WORK TO COMPLETE: Please find the lines in the following records that hold "metal", and copy them.

━━━

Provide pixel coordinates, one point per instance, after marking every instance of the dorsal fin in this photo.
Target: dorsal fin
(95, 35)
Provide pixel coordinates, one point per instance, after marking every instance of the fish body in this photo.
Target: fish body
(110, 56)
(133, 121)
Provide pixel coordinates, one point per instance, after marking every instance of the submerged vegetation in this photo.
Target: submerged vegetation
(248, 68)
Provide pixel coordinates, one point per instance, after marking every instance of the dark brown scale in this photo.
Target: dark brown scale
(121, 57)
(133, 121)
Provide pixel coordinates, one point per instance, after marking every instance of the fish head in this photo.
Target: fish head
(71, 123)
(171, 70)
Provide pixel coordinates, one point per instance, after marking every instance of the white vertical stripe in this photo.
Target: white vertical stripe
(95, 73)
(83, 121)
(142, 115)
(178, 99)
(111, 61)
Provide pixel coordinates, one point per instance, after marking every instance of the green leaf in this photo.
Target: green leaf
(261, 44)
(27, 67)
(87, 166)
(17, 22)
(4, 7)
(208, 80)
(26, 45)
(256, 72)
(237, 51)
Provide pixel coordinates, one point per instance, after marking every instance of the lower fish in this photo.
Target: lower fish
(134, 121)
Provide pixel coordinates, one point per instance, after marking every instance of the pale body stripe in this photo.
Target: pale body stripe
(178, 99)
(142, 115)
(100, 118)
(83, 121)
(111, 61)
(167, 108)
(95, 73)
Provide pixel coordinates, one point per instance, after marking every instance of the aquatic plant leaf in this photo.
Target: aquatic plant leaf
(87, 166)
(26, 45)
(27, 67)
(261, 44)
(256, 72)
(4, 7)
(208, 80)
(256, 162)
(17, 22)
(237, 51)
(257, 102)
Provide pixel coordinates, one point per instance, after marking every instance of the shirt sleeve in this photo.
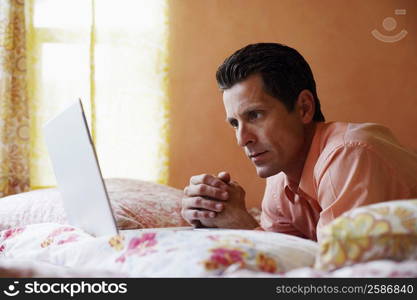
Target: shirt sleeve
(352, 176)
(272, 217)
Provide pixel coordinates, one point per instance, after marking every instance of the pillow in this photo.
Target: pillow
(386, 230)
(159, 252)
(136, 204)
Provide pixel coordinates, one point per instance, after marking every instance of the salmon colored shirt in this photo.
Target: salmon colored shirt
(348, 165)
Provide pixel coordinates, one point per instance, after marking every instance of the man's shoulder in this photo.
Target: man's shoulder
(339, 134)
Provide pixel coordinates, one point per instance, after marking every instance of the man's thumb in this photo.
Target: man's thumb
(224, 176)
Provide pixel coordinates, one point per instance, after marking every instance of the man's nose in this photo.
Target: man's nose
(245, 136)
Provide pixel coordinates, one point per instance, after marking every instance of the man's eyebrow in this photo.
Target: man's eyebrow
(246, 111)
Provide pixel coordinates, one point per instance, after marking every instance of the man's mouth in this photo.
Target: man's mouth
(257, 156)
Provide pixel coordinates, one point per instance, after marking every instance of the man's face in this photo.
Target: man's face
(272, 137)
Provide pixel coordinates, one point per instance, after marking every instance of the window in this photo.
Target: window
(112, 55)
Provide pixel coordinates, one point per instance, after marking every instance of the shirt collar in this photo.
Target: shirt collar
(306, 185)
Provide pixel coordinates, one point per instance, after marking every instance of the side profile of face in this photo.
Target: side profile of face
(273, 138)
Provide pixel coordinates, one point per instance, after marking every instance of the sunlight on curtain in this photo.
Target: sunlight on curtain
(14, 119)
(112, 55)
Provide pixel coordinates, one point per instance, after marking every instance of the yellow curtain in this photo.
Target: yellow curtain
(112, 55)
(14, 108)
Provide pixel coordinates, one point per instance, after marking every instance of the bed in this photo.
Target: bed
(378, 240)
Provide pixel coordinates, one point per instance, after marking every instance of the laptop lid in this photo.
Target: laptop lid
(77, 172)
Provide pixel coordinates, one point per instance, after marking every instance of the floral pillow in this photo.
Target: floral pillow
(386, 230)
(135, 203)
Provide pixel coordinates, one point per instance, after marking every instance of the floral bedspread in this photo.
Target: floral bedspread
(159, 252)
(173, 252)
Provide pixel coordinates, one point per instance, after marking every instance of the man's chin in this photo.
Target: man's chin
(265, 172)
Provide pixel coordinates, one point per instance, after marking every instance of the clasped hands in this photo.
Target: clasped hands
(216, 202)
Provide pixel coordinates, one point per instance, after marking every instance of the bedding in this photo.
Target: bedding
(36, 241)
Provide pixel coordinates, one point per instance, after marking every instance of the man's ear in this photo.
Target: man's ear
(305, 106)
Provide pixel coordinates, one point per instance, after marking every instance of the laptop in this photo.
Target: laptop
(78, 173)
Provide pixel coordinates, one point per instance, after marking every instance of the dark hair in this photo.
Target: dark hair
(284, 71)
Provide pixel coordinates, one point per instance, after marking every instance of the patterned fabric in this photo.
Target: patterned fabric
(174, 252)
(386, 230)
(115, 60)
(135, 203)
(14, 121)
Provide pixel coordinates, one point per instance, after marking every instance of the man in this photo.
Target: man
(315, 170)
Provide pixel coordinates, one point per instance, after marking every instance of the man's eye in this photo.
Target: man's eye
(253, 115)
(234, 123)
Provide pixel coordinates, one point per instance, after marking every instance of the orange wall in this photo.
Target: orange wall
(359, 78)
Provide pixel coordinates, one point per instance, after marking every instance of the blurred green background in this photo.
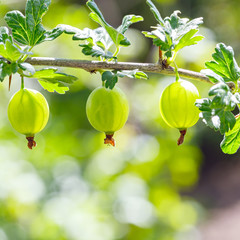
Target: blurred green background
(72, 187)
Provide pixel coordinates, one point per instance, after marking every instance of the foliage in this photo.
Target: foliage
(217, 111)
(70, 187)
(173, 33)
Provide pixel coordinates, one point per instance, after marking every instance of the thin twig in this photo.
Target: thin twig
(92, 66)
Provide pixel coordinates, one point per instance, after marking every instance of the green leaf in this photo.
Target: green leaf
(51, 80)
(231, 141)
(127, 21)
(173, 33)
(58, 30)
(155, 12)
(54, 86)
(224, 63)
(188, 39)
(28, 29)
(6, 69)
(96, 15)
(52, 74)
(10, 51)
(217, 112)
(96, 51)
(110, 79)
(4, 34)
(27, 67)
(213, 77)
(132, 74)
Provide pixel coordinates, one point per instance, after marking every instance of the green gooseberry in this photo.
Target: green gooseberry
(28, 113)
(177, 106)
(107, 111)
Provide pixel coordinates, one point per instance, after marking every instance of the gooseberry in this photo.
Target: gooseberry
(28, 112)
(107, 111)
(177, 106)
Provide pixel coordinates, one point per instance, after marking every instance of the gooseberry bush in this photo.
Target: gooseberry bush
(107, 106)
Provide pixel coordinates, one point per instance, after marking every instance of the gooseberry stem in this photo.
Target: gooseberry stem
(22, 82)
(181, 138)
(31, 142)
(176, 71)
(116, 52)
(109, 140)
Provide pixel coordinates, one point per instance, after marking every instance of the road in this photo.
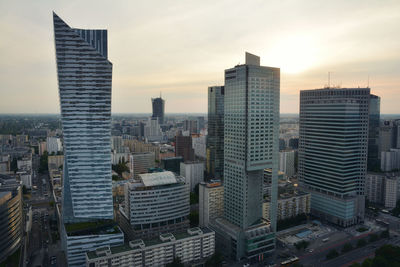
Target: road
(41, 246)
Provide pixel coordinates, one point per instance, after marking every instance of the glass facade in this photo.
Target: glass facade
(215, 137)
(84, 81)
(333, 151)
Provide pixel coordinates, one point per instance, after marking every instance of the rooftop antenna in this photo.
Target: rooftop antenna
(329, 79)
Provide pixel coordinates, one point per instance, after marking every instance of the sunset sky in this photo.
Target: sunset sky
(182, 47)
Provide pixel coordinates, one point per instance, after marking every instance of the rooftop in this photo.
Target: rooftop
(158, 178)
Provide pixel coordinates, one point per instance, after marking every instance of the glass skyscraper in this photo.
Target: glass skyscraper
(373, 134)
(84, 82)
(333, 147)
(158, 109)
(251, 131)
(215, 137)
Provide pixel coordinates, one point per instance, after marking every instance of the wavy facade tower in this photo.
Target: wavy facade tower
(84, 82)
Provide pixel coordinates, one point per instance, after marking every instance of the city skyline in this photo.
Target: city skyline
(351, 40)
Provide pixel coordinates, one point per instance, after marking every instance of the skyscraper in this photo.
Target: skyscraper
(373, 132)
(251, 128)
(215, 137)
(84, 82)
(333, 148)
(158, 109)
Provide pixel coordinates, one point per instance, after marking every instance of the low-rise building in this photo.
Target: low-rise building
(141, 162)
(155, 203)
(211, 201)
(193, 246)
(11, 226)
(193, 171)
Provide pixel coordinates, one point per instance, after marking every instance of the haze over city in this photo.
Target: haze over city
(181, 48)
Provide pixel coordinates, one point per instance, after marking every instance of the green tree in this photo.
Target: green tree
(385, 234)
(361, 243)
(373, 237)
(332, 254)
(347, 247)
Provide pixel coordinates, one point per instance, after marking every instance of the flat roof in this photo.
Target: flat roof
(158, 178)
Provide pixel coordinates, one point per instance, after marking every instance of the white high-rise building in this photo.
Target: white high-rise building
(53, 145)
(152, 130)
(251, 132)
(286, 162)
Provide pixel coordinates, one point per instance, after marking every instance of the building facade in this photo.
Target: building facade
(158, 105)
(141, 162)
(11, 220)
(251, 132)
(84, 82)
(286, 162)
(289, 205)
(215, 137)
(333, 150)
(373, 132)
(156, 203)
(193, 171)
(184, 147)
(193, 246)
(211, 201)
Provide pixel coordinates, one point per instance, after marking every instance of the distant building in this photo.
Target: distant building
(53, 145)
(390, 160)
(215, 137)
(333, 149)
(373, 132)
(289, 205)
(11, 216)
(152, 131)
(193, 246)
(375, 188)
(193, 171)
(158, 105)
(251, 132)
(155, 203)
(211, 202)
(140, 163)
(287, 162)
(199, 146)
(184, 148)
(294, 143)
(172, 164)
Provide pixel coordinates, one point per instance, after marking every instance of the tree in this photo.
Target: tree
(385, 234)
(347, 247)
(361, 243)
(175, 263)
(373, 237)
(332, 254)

━━━

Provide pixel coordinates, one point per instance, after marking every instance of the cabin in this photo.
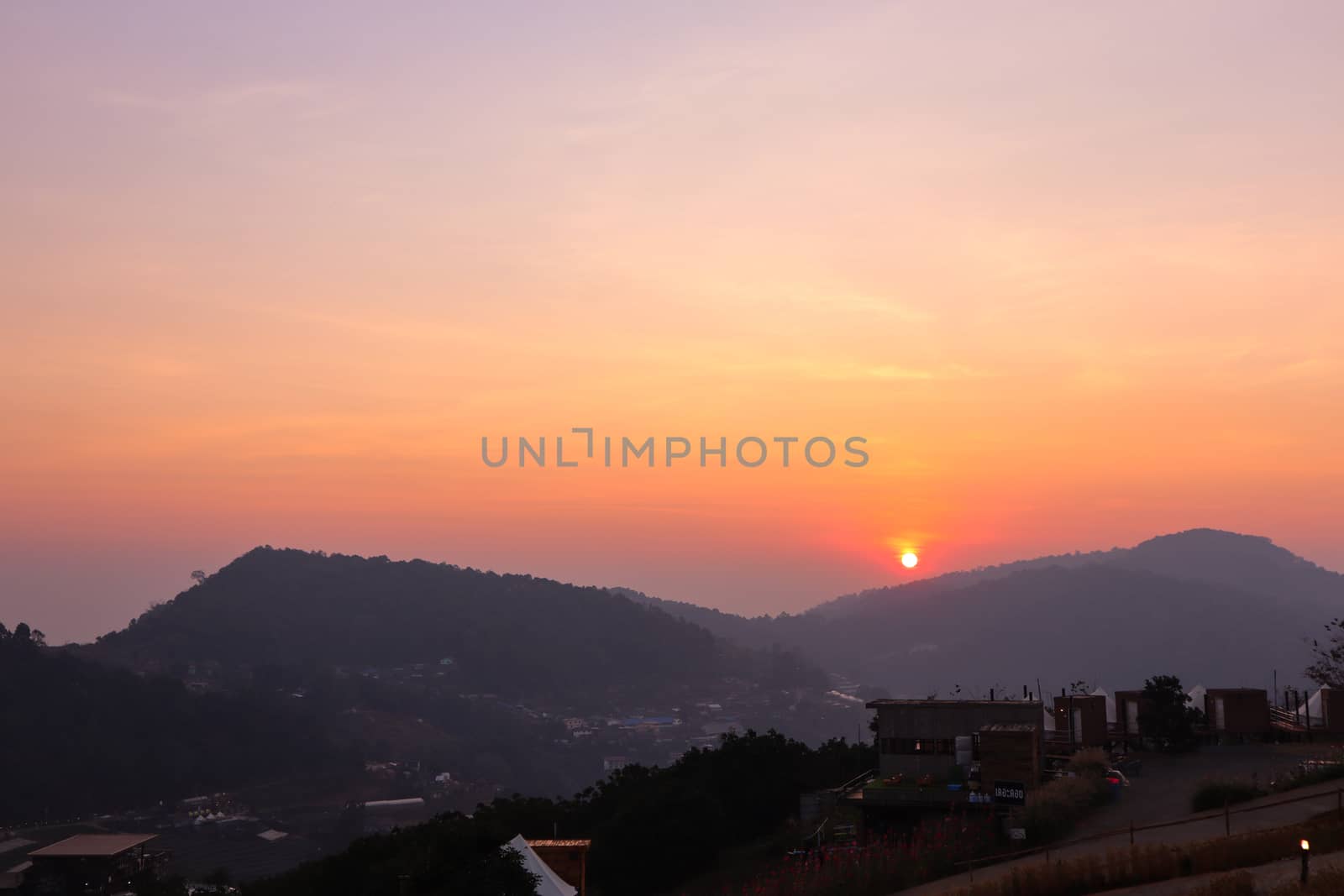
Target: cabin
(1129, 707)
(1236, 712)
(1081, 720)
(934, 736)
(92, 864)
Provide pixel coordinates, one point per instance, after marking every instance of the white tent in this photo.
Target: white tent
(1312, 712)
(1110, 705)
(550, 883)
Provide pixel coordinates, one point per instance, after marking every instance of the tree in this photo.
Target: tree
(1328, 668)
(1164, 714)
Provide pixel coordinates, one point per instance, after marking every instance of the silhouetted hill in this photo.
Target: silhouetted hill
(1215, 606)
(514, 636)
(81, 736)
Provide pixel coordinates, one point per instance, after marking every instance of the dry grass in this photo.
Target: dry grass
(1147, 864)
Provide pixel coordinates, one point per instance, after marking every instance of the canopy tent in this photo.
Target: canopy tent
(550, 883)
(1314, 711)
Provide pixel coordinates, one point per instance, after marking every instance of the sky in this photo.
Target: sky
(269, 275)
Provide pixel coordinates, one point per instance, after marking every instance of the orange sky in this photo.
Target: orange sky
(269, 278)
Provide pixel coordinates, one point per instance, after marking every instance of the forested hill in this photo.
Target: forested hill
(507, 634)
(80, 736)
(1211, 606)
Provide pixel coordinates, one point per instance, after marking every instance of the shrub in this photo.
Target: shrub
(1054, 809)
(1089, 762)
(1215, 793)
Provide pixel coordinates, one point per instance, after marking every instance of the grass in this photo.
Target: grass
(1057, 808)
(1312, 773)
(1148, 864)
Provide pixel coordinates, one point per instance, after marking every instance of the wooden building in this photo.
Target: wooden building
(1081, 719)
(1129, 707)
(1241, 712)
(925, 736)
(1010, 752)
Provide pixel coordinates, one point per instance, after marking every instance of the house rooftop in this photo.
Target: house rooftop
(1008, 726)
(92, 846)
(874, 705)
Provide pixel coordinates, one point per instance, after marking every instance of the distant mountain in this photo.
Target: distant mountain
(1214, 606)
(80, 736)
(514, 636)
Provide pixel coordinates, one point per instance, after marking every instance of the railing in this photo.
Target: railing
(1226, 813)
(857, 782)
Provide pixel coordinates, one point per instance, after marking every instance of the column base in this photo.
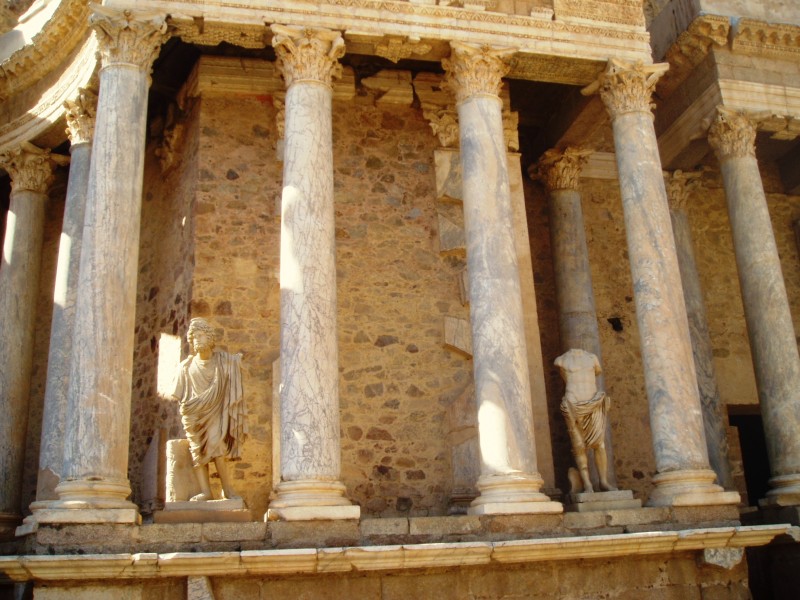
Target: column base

━━━

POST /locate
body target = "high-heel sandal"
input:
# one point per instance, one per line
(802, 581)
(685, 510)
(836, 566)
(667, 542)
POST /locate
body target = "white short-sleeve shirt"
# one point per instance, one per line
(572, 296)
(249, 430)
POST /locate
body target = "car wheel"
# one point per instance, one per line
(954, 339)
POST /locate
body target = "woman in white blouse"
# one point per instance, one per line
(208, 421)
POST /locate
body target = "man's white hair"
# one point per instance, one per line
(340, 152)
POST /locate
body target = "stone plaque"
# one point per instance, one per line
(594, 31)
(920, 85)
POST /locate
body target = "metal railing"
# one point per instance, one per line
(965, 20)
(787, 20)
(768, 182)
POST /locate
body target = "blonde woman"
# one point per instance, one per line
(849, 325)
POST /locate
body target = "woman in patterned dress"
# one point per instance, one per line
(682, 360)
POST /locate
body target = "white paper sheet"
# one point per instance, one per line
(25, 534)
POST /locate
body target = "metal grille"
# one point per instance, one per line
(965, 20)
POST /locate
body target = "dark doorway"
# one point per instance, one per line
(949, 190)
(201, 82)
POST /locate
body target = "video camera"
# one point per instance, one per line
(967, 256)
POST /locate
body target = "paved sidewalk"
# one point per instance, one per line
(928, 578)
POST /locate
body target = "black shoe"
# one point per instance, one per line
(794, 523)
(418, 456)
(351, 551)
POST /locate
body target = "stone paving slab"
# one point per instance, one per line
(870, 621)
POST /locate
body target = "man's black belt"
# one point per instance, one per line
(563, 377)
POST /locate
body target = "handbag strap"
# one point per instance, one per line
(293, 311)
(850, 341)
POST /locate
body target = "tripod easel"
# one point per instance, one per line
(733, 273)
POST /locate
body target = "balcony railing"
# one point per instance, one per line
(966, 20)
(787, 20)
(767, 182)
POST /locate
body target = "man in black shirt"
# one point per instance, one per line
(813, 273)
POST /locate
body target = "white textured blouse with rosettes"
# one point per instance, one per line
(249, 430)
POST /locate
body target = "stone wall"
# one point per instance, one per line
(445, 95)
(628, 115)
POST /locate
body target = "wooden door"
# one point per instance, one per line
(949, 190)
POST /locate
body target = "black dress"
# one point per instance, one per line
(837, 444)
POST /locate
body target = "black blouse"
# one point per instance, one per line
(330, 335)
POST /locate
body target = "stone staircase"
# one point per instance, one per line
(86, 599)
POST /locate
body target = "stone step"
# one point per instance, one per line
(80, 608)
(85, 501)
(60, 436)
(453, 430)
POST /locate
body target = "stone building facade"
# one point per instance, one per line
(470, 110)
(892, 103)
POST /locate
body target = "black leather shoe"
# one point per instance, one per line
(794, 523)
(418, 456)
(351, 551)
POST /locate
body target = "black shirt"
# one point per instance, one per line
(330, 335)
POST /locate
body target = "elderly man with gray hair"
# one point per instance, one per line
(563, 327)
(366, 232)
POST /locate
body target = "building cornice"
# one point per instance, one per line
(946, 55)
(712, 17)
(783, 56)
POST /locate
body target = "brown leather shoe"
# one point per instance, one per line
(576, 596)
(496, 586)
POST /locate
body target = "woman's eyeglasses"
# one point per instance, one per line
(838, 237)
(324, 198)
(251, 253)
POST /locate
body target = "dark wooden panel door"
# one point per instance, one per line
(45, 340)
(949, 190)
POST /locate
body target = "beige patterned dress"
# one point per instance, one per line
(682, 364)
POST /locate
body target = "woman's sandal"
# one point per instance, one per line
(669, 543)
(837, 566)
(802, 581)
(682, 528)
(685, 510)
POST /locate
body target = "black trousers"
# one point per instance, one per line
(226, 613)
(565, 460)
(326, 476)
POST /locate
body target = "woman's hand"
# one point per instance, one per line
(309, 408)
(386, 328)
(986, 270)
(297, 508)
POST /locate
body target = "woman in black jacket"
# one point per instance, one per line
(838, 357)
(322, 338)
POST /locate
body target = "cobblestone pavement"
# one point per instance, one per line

━━━

TASK RESPONSE:
body target = "metal railing"
body target = "metal grille"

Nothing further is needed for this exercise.